───── PAGE TEXT

The Big-Government Paradox
How big is the U.S. federal government and what are the trends of this size? Here are graphs that tell us. The data for federal-government expenditures are taken from the National Income and Products Accounts. The data are presented in four graphs.
The reader is warned that the first graphs are very "busy" and require close examination. The terminology is that of the NIPA. The quantities plotted are explained in detail later.
Finally, a graph of federal-government civilian employment is displayed as one test of the accounting information. It is another measure of the size of the Federal government. State and local employment is also shown.
The Illusion of Expansion of Government
The first and most difficult graph - and most frightening - shows the rapid exponential growth of the Federal expenditures, expressed in the current dollars of each year. This is the vision of the Federal Government that is in the minds of most people who are in a panic to stop and to reduce the growth of government. This growth can be seen in many ways and is sensed as a real growth. Is it real growth?
Real Growth in a Growing Nation
The growth shown in the first graph is not real in the economic sense. Much of the growth is simply inflation of the dollar. It takes more dollars even if the government is not growing in employees or purchases or money transfers.
Unfortunately, the inflation adjustment is a matter of recent controversy and undoubtedly has a large subjective component. The following graph is based on the conventional consumer price index (CPI) published by the Bureau of Labor Statistics.
In addition to changing value of the dollar, the nation is growing - there are more people. So the graph must be corrected both for the decline in the value of the dollar and for the increase in the population of the nation. This is shown in the second graph. It is plotted in "real" dollars per person.

──────────

## WORK INSTRUCTION A
From the passage on federal-government size, reproduce the text starting with "The Illusion of" and going on through "or money transfers.".
## WORK INSTRUCTION B
Answer these from the passage on federal-government size:
(i) From what source are the data for federal-government expenditures taken?
(ii) Who publishes the consumer price index used for the graph that follows?
(iii) In what units is the second graph plotted?
## WORK INSTRUCTION C
List the title and all section headings that appear in the passage on federal-government size.

───── DATASET

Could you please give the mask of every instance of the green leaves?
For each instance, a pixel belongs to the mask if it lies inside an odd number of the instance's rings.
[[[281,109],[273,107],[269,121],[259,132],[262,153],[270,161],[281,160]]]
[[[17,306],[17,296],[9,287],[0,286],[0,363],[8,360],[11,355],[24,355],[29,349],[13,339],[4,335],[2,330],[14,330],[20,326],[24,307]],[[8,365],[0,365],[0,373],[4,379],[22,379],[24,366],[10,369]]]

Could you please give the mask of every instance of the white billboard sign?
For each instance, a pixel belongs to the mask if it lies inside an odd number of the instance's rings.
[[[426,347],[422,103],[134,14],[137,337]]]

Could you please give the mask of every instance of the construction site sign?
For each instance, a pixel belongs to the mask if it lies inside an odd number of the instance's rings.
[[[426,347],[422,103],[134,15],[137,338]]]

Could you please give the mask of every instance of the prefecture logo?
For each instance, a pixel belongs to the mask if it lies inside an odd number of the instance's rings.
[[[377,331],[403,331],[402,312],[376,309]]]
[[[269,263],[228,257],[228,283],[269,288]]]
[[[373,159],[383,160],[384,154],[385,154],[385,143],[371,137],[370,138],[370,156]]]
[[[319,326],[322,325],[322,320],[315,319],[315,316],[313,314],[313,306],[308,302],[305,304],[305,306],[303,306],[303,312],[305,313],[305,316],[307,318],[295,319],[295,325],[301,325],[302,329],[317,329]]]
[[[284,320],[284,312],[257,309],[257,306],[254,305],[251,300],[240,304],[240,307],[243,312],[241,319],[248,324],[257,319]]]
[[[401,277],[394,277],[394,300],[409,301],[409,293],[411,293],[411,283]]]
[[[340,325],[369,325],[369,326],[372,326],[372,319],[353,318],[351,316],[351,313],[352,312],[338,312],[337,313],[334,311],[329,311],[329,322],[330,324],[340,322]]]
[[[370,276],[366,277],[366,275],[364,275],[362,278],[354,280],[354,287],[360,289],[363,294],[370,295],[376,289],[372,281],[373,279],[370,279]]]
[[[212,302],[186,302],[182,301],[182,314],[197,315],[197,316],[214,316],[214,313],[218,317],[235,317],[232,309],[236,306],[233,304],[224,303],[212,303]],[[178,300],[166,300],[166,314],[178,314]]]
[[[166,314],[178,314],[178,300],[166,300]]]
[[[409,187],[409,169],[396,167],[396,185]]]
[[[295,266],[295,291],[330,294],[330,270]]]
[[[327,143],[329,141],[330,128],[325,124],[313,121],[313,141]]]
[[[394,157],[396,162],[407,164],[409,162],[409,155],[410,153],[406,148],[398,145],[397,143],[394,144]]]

──────────

## RESPONSE AREA A
The Illusion of Expansion of Government
The first and most difficult graph - and most frightening - shows the rapid exponential growth of the Federal expenditures, expressed in the current dollars of each year. This is the vision of the Federal Government that is in the minds of most people who are in a panic to stop and to reduce the growth of government. This growth can be seen in many ways and is sensed as a real growth. Is it real growth?
Real Growth in a Growing Nation
The growth shown in the first graph is not real in the economic sense. Much of the growth is simply inflation of the dollar. It takes more dollars even if the government is not growing in employees or purchases or money transfers.

## RESPONSE AREA B
(i) The National Income and Products Accounts
(ii) The Bureau of Labor Statistics
(iii) In "real" dollars per person

## RESPONSE AREA C
The Big-Government Paradox
The Illusion of Expansion of Government
Real Growth in a Growing Nation